Dataset entries
════

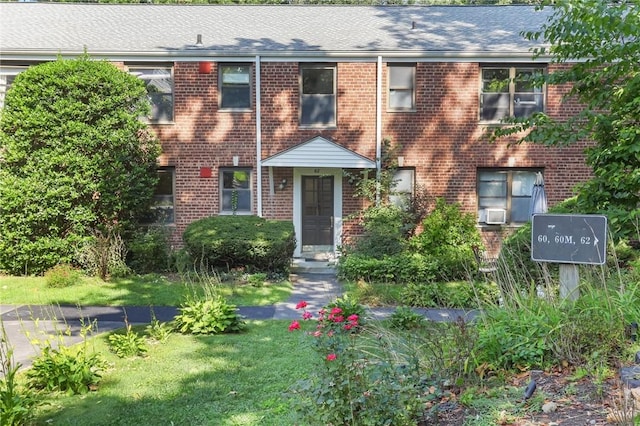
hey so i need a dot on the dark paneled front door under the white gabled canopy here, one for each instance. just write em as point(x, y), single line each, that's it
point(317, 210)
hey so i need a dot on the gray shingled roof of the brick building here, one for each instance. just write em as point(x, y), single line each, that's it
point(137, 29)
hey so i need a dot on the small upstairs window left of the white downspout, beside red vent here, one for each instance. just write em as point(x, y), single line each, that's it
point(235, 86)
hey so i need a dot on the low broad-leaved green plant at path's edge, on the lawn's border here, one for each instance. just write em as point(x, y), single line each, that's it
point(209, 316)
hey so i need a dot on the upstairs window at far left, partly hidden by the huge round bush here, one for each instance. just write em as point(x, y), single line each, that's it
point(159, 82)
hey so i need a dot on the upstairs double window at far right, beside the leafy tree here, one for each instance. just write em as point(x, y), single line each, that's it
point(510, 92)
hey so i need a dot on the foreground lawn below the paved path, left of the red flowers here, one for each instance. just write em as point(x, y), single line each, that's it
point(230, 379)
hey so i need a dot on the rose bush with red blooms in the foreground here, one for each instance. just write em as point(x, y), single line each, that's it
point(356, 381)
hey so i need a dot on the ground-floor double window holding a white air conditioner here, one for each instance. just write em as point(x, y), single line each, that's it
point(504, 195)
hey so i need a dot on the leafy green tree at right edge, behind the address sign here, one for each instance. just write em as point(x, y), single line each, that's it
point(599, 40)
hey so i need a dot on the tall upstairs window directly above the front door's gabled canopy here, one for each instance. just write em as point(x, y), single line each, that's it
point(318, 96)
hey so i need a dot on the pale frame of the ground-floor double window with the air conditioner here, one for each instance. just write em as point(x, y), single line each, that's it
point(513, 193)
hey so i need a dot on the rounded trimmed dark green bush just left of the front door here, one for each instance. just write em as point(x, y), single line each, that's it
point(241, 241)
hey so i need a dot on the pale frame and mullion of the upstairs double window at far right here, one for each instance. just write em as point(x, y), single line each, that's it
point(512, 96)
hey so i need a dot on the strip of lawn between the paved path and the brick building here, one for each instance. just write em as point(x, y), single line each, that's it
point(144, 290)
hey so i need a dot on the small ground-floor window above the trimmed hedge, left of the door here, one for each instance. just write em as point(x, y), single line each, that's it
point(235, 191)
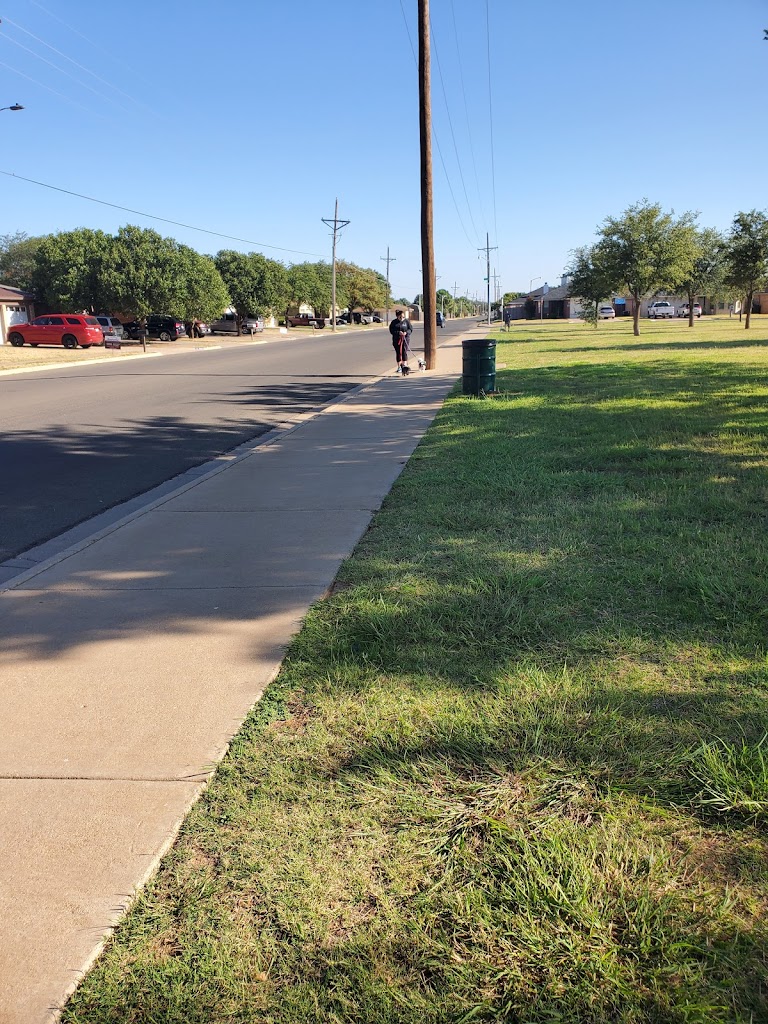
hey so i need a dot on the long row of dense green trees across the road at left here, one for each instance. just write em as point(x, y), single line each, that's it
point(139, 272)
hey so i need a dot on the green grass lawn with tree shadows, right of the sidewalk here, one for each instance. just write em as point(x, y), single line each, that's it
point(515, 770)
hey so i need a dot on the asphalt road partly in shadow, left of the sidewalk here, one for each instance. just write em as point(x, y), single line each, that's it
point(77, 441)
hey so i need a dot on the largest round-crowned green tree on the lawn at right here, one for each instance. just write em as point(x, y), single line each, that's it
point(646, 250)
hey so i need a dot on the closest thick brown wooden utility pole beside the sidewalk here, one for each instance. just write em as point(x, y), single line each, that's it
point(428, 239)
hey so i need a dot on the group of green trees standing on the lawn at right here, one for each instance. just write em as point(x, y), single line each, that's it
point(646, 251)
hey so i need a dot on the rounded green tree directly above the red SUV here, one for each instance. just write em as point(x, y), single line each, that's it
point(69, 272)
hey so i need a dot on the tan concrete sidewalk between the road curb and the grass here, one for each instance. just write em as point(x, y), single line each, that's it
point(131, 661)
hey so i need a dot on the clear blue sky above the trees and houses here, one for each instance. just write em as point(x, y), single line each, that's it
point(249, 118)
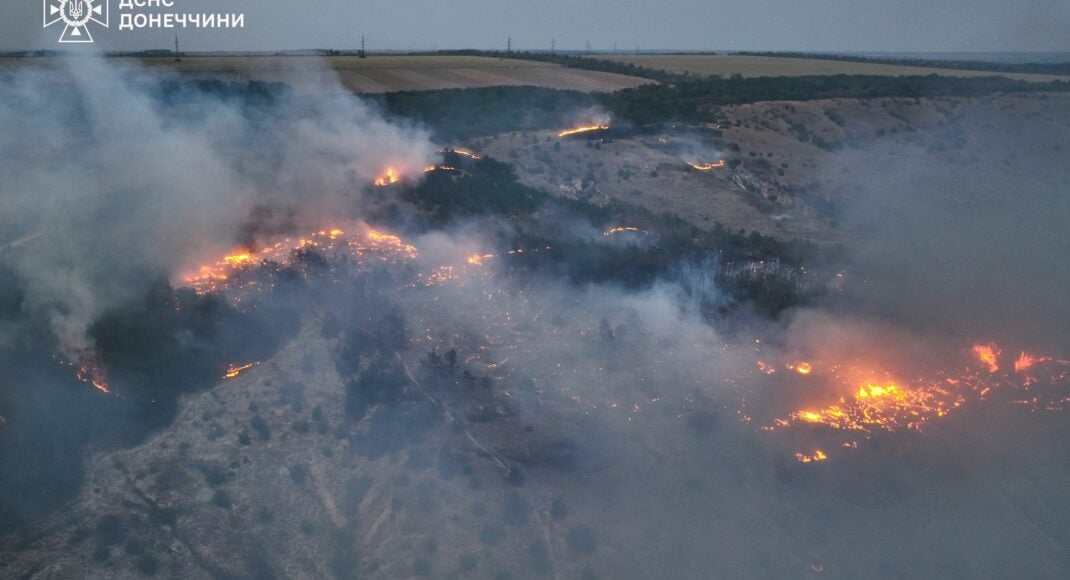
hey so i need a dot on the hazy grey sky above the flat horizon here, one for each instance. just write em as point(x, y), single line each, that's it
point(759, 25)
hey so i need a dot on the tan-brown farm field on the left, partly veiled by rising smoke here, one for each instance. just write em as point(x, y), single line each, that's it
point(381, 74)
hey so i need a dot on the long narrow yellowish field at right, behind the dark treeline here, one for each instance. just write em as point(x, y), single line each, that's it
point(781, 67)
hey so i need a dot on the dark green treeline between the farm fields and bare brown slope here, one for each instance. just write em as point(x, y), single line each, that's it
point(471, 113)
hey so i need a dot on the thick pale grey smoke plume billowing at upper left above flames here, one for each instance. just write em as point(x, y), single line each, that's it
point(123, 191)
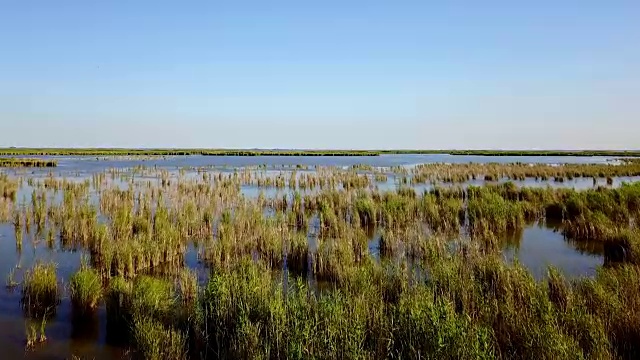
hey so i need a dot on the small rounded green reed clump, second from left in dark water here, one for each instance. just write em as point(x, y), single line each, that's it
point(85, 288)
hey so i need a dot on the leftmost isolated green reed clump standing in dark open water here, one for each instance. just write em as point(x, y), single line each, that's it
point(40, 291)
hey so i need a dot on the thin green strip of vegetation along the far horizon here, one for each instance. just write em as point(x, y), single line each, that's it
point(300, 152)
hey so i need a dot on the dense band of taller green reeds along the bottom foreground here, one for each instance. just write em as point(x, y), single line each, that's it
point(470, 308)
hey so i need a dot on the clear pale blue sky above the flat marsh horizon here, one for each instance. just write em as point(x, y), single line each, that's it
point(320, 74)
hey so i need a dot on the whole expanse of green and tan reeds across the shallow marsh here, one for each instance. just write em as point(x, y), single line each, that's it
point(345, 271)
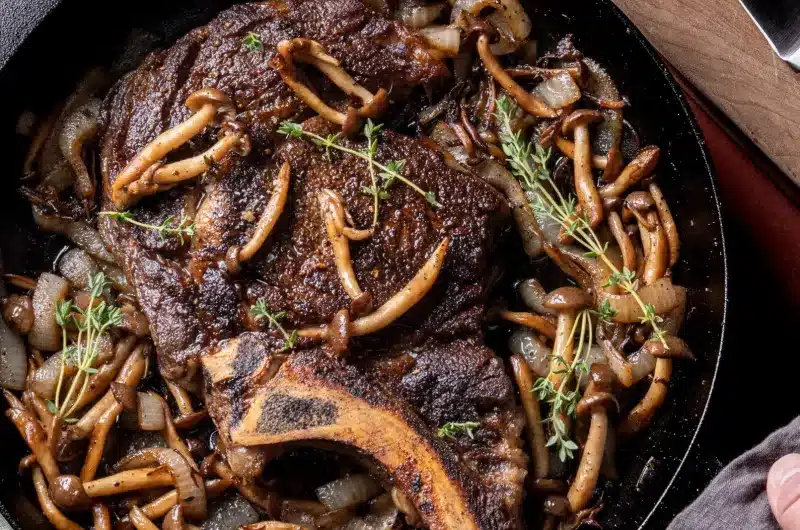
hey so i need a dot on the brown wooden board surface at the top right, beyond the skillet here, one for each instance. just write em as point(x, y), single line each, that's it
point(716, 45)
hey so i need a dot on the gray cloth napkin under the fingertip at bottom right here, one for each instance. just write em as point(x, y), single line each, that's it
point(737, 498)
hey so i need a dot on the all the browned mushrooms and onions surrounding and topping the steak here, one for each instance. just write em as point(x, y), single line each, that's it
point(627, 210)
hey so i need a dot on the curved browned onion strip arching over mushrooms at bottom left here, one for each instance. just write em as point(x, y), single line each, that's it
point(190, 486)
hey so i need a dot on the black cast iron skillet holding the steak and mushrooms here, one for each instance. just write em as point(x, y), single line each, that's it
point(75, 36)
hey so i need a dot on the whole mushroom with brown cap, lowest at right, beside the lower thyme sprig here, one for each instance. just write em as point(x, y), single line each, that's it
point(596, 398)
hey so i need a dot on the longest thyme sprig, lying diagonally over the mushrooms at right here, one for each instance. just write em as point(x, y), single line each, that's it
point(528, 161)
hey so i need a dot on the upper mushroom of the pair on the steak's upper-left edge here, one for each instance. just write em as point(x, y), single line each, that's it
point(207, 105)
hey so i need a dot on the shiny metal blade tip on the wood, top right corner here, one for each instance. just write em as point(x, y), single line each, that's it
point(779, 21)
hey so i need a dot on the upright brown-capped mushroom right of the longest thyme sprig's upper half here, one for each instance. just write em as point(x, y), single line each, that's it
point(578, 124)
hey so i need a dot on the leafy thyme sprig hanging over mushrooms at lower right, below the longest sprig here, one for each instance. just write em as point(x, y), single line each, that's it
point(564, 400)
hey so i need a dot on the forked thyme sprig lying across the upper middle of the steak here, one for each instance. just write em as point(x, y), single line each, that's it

════

Take each line from the records and copy it unchanged, leaving images out.

hey so i need a dot on the dark paneled front door under the white gabled canopy here, one for each instance. just write em as point(x, y), single line each, that's it
point(317, 210)
hey so i need a dot on the gray shingled roof of the brick building here, one for each instance. just write em as point(x, y), single line each, that's it
point(137, 29)
hey so i need a dot on the small upstairs window left of the white downspout, beside red vent here, one for each instance. just write em as point(x, y), single line each, that's it
point(235, 86)
hey so i need a dot on the low broad-leaved green plant at path's edge, on the lawn's border here, one for each instance. just write em as point(x, y), single line each, that's it
point(209, 316)
hey so i need a dot on the upstairs window at far left, partly hidden by the huge round bush here, one for each instance. just write em as point(x, y), single line each, that's it
point(159, 82)
hey so i need a dot on the upstairs double window at far right, beside the leafy tree here, one for each instance. just write em as point(x, y), single line each, that's it
point(510, 92)
hey so i need a dot on the foreground lawn below the paved path, left of the red flowers here, one for each instance. just write em as point(x, y), single line each, that's it
point(230, 379)
hey so i need a dot on the rose bush with red blooms in the foreground here, one for each instance. just write em as point(x, y), single line each, that's it
point(356, 381)
hey so i need a dot on the ground-floor double window holding a white air conditioner here, one for each instance. just write em as point(x, y), single line each, that's it
point(504, 195)
hey so i need a dot on the leafy green tree at right edge, behind the address sign here, one for each instance. just write em as point(x, y), single line each, that's it
point(599, 40)
hey so i need a dot on the tall upstairs window directly above the front door's gabled canopy here, one for each instance. just write em as point(x, y), single line each, that's it
point(318, 96)
hey so i need a dot on the pale frame of the ground-floor double window with the air conditioner here, one for each instance. just write em as point(x, y), single line each, that's it
point(513, 193)
hey so i need a dot on the rounded trimmed dark green bush just left of the front door here, one for each instance. just write em as point(x, y), single line each, that's it
point(241, 241)
hey so i need a dot on the pale frame and mullion of the upstairs double window at far right here, one for each instance. just write em as point(x, y), single line each, that's it
point(512, 96)
hey so i need a dot on the strip of lawn between the paved path and the brick building here, one for each instance. just write em as point(x, y), single line each, that's it
point(144, 290)
hey so i need a dot on the small ground-floor window above the trimmed hedge, left of the door here, one for each instance. just write em as point(x, y), single line each, that's it
point(235, 191)
hey so i need a dot on the long row of dense green trees across the road at left here, one for each instance. just write em as point(x, y), single line each, that's it
point(139, 272)
hey so i need a dot on the green grass lawn with tree shadows, right of the sidewalk here, one for each instance. just write em as point(x, y), single line each, that's it
point(515, 770)
hey so i need a dot on the asphalt road partly in shadow, left of the sidewalk here, one for each instance. just write em as point(x, y), single line each, that's it
point(77, 441)
hey so i need a dot on the largest round-crowned green tree on the lawn at right here, one for each instance. just write em as point(x, y), single line each, that's it
point(646, 250)
hey so i need a dot on the closest thick brown wooden utility pole beside the sidewalk here, one for each instance. just write em as point(x, y), single line each, that's it
point(428, 239)
hey so i need a dot on the group of green trees standing on the lawn at right here, one for each instance. just write em as point(x, y), single line each, that's it
point(646, 251)
hey so i need a dot on the rounded green tree directly above the red SUV here, one for each instance. just write em as point(x, y), single line each, that's it
point(69, 272)
hey so i need a dot on the tan concrete sidewalk between the road curb and the grass here, one for each instance. just write em as point(x, y), single line each, that's it
point(131, 661)
hey so i need a dot on the clear blue sky above the trees and houses here, one for each instance. just write em as point(x, y), single line each, that's it
point(249, 118)
hey so i need a dot on the hazy grey sky above the flat horizon here, one for each instance. just write em as point(x, y), single line each, that's it
point(759, 25)
hey so i need a dot on the tan-brown farm field on the left, partly veiled by rising smoke here, one for each instance. just write em as point(x, y), single line each, that's it
point(381, 74)
hey so i need a dot on the long narrow yellowish field at right, behind the dark treeline here, one for each instance. just write em as point(x, y), single line each, that's it
point(781, 67)
hey so i need a dot on the dark green treeline between the farm fields and bare brown slope here, one for each instance. just write em as point(x, y), single line each, that's it
point(471, 113)
hey so i need a dot on the thick pale grey smoke plume billowing at upper left above flames here, one for each instance. just write em as point(x, y), single line each, that's it
point(123, 191)
hey so i need a dot on the small rounded green reed clump, second from left in dark water here, one for each instance. just write em as point(x, y), single line each, that's it
point(85, 288)
hey so i need a dot on the leftmost isolated green reed clump standing in dark open water here, one for each instance. just write em as point(x, y), single line each, that's it
point(40, 291)
hey so i need a dot on the thin green strip of vegetation along the far horizon here, one for each instance. just write em as point(x, y), single line each, that's it
point(300, 152)
hey so i need a dot on the dense band of taller green reeds along the bottom foreground here, one for each instance. just write em as point(x, y), single line each, that's it
point(470, 308)
hey so i need a dot on the clear pale blue sky above the flat marsh horizon here, one for each instance. just write em as point(x, y), single line each, that's it
point(320, 74)
hey so i need a dot on the whole expanse of green and tan reeds across the shallow marsh here, one for each instance. just write em as point(x, y), single line each, that's it
point(345, 271)
hey so i need a dot on the brown wooden board surface at the top right, beyond the skillet here, one for each instance. just write em as point(x, y), single line each, that's it
point(716, 45)
hey so i need a dot on the gray cloth napkin under the fingertip at bottom right here, one for each instance. just write em as point(x, y), single line each, that's it
point(737, 498)
hey so i need a dot on the all the browned mushrooms and onions surrounding and topping the steak here, one for each instance. just write em as point(x, y), single line each, that's it
point(627, 210)
hey so i need a dot on the curved browned onion strip arching over mushrooms at bottom left here, one for each instance. just write em as point(x, y), single line each, that's it
point(190, 486)
hey so i need a dot on the black cast iron skillet holding the steak and mushrooms here, one for each instance. just write em as point(x, y), single line each, that's it
point(75, 36)
hey so i need a dot on the whole mushroom with brown cap, lowest at right, beside the lower thyme sprig here, one for each instance. just write em as point(x, y), single line each, that's it
point(596, 398)
hey so i need a dot on the longest thyme sprig, lying diagonally over the mushrooms at right here, one for each instance. just write em as point(x, y), single line each, that's it
point(528, 161)
hey so i need a dot on the upper mushroom of the pair on the steak's upper-left edge here, one for each instance. just write em as point(x, y), single line each, that's it
point(207, 105)
hey so i need a dot on the shiny metal blade tip on the wood, top right corner here, one for each instance. just write em as point(x, y), single line each, that's it
point(779, 21)
hey so i need a dot on the upright brown-capped mushroom right of the longest thyme sprig's upper half here, one for each instance. just write em as point(x, y), single line each, that's it
point(578, 124)
hey so i need a dot on the leafy thyme sprig hanging over mushrooms at lower right, below the longest sprig here, one for each instance. just write em as point(x, y), single line each, that's it
point(564, 400)
hey so i need a dot on the forked thyme sprig lying across the upper middle of the steak here, one for each instance. just write em as point(x, y), single line each, that's it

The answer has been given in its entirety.